[TASK DIRECTIONS]:
Format the lines of the entries below as a JSON list of strings, one string per line and no blank lines. Include only the lines between the one containing "(format x=273, y=89)" and the one containing "Target: small mushroom", inclusive.

[DATA ROWS]:
## begin

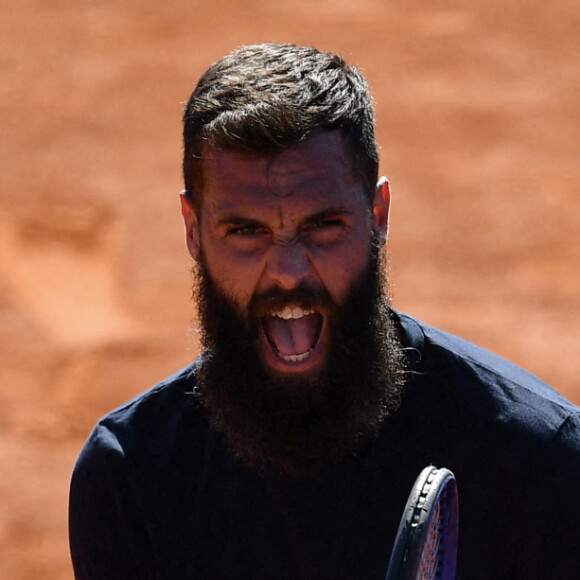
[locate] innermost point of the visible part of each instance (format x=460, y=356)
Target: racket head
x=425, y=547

## end
## begin

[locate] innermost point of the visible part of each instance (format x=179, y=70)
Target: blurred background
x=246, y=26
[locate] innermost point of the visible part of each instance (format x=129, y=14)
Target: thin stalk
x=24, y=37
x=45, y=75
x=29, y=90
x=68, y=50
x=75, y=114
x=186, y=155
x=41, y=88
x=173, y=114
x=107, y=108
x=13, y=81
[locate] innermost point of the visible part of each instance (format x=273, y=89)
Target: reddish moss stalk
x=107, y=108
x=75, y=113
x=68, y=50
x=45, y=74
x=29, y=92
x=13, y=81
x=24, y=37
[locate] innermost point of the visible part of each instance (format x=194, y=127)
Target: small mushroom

## end

[RESULT FOR THIS EXERCISE]:
[
  "[locate] innermost point of the visible part of each instance (format x=273, y=89)",
  "Target: reddish moss stalk",
  "x=107, y=108",
  "x=75, y=113",
  "x=68, y=50",
  "x=45, y=74",
  "x=29, y=92",
  "x=13, y=81",
  "x=24, y=37",
  "[locate] innermost point of the visible part of each instance (format x=194, y=127)",
  "Target: small mushroom"
]